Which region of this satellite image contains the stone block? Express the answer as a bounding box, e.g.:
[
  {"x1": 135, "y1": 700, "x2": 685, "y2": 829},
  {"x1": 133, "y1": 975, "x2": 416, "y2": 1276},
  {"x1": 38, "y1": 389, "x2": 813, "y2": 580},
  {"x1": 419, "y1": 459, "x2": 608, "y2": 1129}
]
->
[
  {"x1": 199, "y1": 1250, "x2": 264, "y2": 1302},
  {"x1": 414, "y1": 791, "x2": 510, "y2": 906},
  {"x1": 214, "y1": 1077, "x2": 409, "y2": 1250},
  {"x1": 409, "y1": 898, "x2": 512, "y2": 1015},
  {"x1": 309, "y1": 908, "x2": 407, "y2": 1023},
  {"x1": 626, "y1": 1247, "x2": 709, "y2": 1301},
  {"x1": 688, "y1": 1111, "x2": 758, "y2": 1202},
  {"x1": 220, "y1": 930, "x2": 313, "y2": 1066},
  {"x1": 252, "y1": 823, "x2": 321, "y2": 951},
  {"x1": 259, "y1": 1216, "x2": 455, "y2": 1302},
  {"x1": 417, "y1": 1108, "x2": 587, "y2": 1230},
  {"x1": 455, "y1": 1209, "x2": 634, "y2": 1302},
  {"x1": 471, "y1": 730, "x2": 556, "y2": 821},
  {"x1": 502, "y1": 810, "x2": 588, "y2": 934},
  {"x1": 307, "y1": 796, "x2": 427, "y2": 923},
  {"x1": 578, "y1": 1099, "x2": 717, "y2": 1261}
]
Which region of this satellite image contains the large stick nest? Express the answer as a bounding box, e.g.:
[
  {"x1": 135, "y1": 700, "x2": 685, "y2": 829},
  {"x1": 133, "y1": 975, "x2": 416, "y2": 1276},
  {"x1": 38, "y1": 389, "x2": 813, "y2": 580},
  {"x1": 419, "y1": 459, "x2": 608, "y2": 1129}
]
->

────────────────────

_STATED GOAL:_
Copy all of the lines above word for word, with nothing changed.

_TASK RESPONSE:_
Which region of this satellite image contains the stone block? Express the answer as a bounding box, e.g.:
[
  {"x1": 135, "y1": 700, "x2": 685, "y2": 829},
  {"x1": 133, "y1": 975, "x2": 416, "y2": 1276},
  {"x1": 38, "y1": 389, "x2": 813, "y2": 580},
  {"x1": 419, "y1": 459, "x2": 608, "y2": 1129}
]
->
[
  {"x1": 199, "y1": 1250, "x2": 264, "y2": 1302},
  {"x1": 414, "y1": 791, "x2": 510, "y2": 906},
  {"x1": 214, "y1": 1077, "x2": 409, "y2": 1250},
  {"x1": 409, "y1": 898, "x2": 512, "y2": 1015},
  {"x1": 309, "y1": 908, "x2": 407, "y2": 1023},
  {"x1": 626, "y1": 1247, "x2": 709, "y2": 1301},
  {"x1": 688, "y1": 1111, "x2": 758, "y2": 1202},
  {"x1": 220, "y1": 930, "x2": 313, "y2": 1066},
  {"x1": 252, "y1": 823, "x2": 321, "y2": 951},
  {"x1": 259, "y1": 1216, "x2": 455, "y2": 1302},
  {"x1": 417, "y1": 1108, "x2": 587, "y2": 1230},
  {"x1": 455, "y1": 1209, "x2": 634, "y2": 1302},
  {"x1": 471, "y1": 730, "x2": 556, "y2": 821},
  {"x1": 502, "y1": 810, "x2": 588, "y2": 934},
  {"x1": 307, "y1": 796, "x2": 427, "y2": 923},
  {"x1": 578, "y1": 1099, "x2": 717, "y2": 1261}
]
Which region of this satellite image contains the large stick nest? Express the answer as a bounding box, e.g.:
[
  {"x1": 135, "y1": 700, "x2": 685, "y2": 829},
  {"x1": 133, "y1": 975, "x2": 416, "y2": 1276},
  {"x1": 38, "y1": 389, "x2": 813, "y2": 580},
  {"x1": 419, "y1": 459, "x2": 608, "y2": 1129}
]
->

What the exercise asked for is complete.